# [TASK REQUIREMENTS]
Reproduce the material from the line containing "Target: house" through the line containing "(288, 1319)", inclusive, substituting "sloped ground" for "hillside ground" and leaving everything else unchanged.

# [MATERIAL FOR THIS EXERCISE]

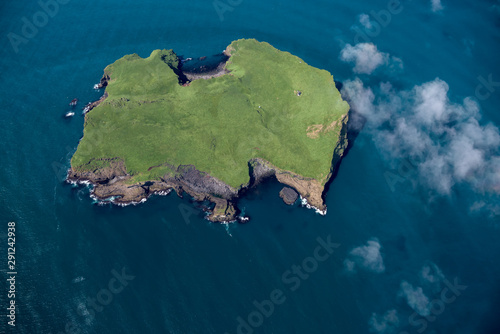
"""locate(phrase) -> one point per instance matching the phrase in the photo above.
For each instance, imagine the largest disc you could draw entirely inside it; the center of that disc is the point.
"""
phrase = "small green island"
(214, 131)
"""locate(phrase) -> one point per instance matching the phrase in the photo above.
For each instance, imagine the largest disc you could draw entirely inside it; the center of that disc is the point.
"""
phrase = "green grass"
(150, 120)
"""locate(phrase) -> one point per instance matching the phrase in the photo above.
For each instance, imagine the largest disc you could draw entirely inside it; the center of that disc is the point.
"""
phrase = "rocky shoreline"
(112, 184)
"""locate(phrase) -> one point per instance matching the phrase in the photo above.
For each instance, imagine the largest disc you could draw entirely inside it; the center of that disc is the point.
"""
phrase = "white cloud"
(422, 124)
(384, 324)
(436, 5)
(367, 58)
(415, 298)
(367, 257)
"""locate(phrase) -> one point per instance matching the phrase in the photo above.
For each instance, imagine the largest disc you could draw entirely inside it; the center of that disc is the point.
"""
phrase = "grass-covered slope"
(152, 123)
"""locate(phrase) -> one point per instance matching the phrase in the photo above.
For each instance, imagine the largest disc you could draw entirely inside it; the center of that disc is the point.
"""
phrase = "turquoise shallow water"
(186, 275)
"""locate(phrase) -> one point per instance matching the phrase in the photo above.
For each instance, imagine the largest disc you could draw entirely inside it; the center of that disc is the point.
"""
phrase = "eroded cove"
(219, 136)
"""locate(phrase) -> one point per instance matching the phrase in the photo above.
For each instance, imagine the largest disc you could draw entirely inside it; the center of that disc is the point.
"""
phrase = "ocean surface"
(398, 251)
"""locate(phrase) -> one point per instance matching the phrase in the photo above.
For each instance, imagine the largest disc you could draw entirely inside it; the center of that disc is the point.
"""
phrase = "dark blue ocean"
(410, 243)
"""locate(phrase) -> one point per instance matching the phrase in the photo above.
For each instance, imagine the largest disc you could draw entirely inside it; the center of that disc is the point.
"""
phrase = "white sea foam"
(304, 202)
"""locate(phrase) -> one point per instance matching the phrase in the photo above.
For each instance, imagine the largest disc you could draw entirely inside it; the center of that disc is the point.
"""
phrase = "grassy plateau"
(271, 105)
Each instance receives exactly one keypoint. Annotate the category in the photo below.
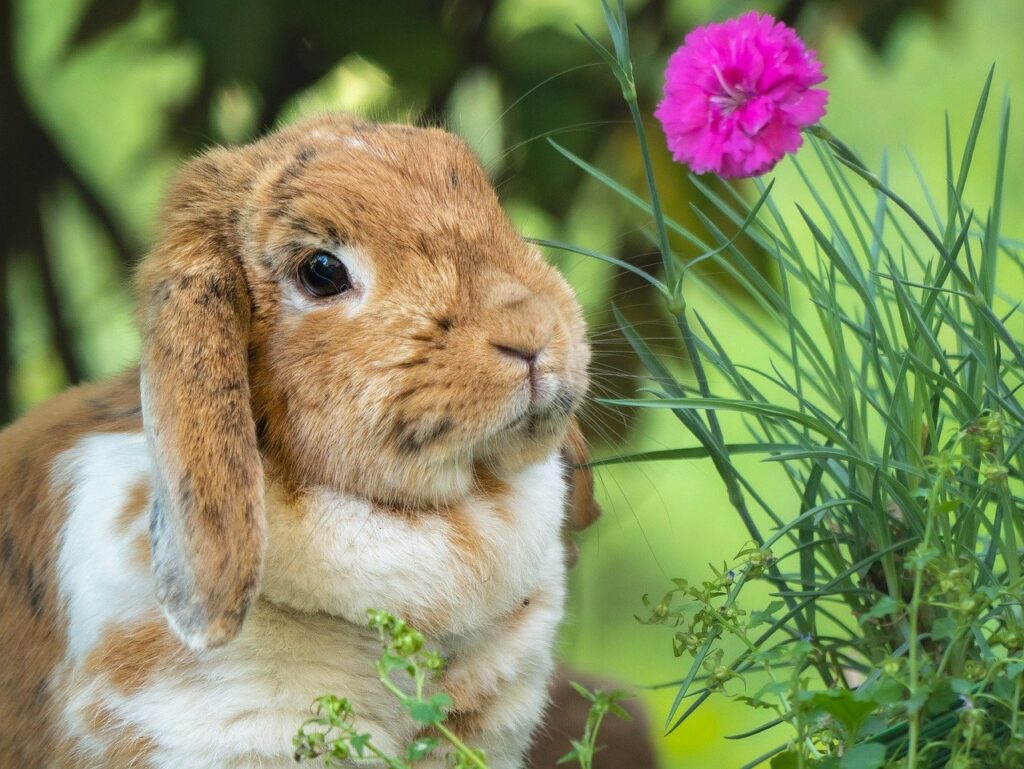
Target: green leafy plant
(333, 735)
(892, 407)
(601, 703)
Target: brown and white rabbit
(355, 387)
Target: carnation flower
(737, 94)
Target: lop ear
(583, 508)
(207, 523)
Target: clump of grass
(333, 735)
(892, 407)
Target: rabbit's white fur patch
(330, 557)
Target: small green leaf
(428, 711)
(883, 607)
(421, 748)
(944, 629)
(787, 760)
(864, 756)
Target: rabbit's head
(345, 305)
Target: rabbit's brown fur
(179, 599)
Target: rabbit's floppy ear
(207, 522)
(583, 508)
...
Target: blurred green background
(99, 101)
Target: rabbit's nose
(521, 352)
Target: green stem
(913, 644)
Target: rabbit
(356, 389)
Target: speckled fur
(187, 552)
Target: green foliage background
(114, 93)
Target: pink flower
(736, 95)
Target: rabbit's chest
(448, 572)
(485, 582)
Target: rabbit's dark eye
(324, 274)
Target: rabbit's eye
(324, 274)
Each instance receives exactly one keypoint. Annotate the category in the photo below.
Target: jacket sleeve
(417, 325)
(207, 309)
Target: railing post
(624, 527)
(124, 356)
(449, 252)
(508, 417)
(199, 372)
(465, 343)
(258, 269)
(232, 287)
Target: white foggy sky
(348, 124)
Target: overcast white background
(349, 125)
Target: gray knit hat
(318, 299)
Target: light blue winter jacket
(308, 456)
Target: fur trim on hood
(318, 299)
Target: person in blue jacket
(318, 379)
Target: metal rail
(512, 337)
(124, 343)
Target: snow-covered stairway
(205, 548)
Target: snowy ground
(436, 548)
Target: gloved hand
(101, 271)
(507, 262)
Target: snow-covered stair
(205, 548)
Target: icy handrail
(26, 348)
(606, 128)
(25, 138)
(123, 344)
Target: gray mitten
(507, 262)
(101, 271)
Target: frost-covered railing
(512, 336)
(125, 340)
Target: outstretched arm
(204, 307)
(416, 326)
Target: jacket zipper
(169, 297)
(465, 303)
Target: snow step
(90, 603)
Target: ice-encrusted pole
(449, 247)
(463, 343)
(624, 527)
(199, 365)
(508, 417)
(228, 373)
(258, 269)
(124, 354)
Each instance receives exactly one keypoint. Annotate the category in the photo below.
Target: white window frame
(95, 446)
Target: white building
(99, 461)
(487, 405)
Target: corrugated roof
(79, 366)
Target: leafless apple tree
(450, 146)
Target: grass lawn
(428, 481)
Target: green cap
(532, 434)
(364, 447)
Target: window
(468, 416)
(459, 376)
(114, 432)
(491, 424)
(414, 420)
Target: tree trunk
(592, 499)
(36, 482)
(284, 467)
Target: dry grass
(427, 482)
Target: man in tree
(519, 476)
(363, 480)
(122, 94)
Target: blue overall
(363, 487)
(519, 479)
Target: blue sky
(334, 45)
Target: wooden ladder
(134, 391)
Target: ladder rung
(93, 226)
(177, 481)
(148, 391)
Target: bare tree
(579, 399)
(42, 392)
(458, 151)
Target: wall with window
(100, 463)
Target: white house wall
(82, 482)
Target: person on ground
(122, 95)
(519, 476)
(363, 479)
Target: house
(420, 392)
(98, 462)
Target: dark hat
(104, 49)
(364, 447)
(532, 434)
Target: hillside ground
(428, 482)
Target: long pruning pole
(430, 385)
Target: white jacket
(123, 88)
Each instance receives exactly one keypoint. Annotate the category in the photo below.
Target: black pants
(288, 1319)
...
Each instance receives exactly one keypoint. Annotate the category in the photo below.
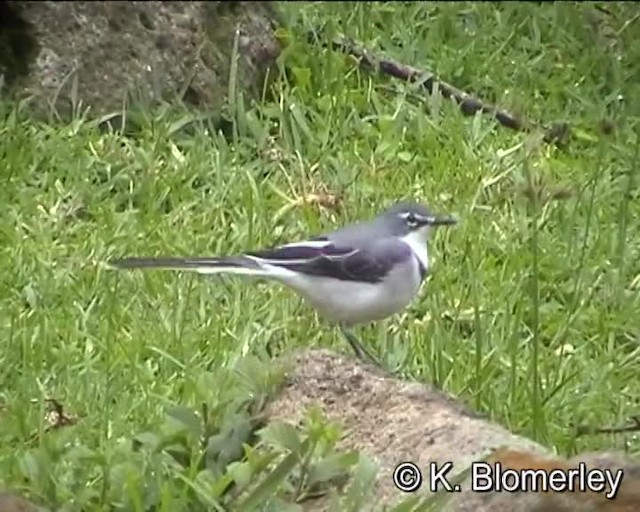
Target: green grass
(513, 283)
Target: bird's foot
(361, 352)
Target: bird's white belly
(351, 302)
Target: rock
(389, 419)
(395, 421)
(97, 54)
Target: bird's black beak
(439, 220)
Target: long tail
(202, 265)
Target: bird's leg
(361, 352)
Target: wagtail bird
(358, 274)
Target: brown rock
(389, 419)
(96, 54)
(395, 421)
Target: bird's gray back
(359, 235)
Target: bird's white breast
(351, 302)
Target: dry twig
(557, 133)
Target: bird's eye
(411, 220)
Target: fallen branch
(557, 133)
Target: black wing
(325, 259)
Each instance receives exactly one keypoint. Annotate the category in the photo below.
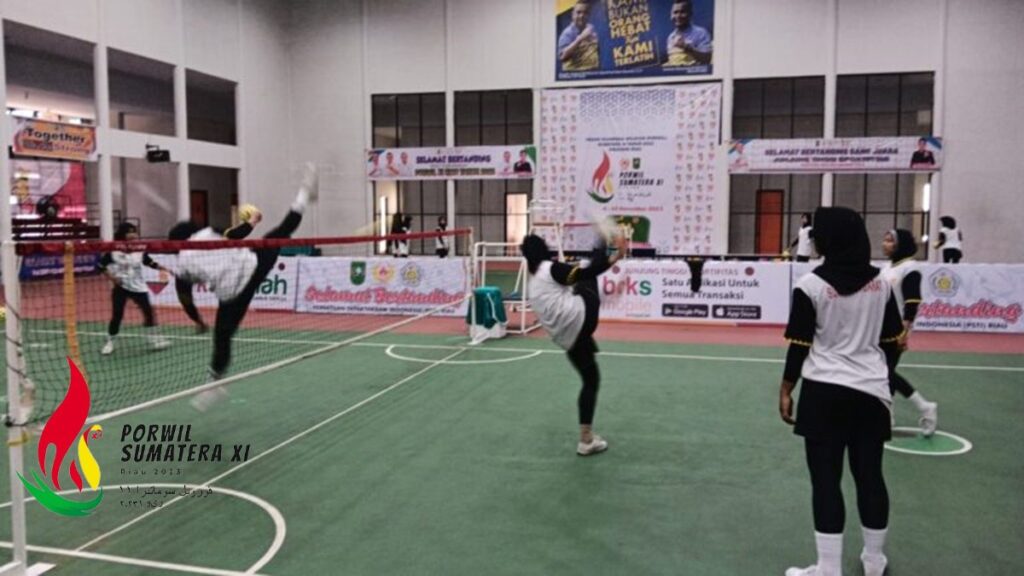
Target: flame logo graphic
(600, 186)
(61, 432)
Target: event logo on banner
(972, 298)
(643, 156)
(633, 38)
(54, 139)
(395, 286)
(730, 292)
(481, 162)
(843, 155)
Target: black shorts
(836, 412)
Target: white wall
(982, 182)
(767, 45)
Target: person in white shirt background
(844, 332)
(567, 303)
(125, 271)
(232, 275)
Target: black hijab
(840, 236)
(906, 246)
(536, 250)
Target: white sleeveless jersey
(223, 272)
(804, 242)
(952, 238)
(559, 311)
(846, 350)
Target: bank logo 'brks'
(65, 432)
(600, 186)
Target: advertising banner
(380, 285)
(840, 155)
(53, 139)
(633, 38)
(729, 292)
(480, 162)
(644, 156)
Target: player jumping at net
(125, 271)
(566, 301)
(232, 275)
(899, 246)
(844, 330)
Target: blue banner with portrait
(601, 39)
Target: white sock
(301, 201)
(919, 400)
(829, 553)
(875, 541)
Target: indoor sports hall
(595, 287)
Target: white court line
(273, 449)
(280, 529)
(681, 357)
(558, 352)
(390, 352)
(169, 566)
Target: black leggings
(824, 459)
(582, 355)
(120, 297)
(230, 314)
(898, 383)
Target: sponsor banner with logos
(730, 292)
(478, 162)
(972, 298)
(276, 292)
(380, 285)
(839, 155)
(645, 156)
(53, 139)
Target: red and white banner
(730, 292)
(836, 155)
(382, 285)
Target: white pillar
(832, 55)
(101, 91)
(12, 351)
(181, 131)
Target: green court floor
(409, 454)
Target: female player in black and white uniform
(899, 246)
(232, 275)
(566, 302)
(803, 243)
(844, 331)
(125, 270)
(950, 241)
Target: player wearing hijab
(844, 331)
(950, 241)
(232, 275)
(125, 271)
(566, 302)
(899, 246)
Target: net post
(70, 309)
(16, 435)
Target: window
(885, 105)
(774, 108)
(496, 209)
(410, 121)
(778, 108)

# [EXERCISE RESULT]
Target: house
(420, 392)
(98, 462)
Target: dark hat
(104, 49)
(364, 447)
(532, 434)
Target: sloped ground
(428, 482)
Target: long pruning pole
(430, 385)
Target: white jacket
(123, 88)
Each instance receives exactly one keypoint. Annotate the category in the photo below.
Target: black pants
(288, 1319)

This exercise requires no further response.